Texto de origem
╭──
Agora por que cinco? Por que são cinco pontos, e não quatro, ou não seis? A resposta está na simbologia medieval, na idade média existe uma complexa teoria simbólica tudo na idade média é símbolo de alguma coisa e o número cinco aparece num tratado de uma mística que Hildegarde de Bingen, do século XII como sendo, por excelência, o número do homem, palavras de Hildegarde de Bingen, o homem se encontra dividido, no sentido da altura; do alta da cabeça até os pés em cinco partes iguais.
No sentido da largura formada pelos braços estendidos da ponta de uma mão à outra, também em cinco partes iguais, levando-se em conta essas cinco medidas iguais, em altura e largura, o homem pode ser inscrito num quadrado perfeito, mas agora de onde vem aquele gesto das pessoas se tocarem por cinco pontos? É um segredo que vem da maçonaria operativa, no seminário de aprendiz eu falei do caderno de um arquiteto medieval chamado Villard de Honnecourt, um arquiteto do Século XXIII, desenhos e nesses desenhos aparecem duas pessoas engalfinhadas, como se estivessem lutando e se agarrando pelos ombros, acontece que esse figura de duas homens se agarrando pelos ombros e com os pés se tocando é como nos cinco pontos de perfeição, ela representa um forma geométrica, a forma da janela em ogiva, própria das catedrais medievais, então esta prática dos cinco pontos de perfeição é uma herança que a maçonaria moderna herdou das suas antecessoras, a maçonaria operativa. E finalmente, agora para encerrar, eu vou mais uma vez chamar o Lévi-Strauss que eu usei no início do trabalho.
╰──
Itens fornecidos
╭──
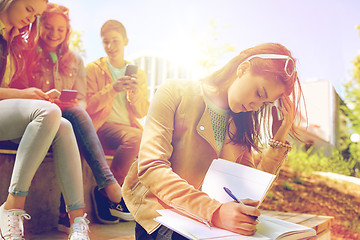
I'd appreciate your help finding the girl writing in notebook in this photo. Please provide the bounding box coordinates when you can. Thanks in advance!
[123,43,301,240]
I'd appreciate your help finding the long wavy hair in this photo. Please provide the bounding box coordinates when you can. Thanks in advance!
[0,0,48,82]
[202,43,303,151]
[26,3,75,82]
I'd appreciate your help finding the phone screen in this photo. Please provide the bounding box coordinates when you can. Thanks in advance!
[125,65,138,76]
[59,90,77,102]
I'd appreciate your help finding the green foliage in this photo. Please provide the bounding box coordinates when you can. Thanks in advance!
[198,21,235,73]
[288,144,360,175]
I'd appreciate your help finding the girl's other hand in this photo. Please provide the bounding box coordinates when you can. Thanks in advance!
[212,200,260,236]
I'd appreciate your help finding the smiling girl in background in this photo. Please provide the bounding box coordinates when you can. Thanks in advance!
[123,43,301,240]
[12,3,125,231]
[0,0,89,240]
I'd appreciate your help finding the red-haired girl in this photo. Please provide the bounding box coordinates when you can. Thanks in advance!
[123,43,301,240]
[12,3,125,231]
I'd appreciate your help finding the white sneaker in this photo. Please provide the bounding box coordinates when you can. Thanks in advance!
[68,213,90,240]
[0,204,31,240]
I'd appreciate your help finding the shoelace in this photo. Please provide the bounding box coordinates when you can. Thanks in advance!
[70,213,90,240]
[9,213,31,240]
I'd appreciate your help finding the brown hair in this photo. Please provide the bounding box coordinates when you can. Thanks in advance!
[203,43,303,151]
[100,20,127,39]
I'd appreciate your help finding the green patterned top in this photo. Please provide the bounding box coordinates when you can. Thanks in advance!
[204,96,230,156]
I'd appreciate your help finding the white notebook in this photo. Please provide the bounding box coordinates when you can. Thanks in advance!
[155,159,316,240]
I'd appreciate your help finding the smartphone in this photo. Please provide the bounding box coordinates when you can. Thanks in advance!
[45,89,61,99]
[125,64,138,76]
[59,90,77,102]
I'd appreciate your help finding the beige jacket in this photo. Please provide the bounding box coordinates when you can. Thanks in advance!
[123,81,285,233]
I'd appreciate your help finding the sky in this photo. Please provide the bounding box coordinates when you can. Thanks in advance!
[53,0,360,97]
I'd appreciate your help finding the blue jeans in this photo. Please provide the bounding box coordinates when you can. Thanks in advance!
[63,106,116,189]
[97,122,142,185]
[0,99,85,211]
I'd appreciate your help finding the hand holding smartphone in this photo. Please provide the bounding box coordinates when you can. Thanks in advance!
[59,89,77,102]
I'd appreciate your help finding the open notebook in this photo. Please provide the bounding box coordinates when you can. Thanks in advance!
[155,159,316,240]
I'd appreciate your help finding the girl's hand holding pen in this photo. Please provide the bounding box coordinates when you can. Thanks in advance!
[212,199,260,236]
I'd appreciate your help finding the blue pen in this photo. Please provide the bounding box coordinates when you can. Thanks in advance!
[224,187,259,222]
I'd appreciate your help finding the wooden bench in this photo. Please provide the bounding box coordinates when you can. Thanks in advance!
[261,210,334,240]
[0,141,113,233]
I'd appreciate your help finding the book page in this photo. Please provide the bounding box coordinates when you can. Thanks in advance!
[202,159,276,203]
[155,209,270,240]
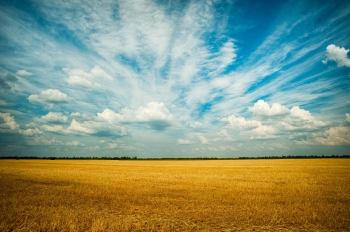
╰──
Tarefa
Segundo o texto de origem, que forma geométrica é representada pela figura de dois homens que se agarram pelos ombros e se tocam com os pés?

Resposta
A figura representa a forma da janela em ogiva, própria das catedrais medievais.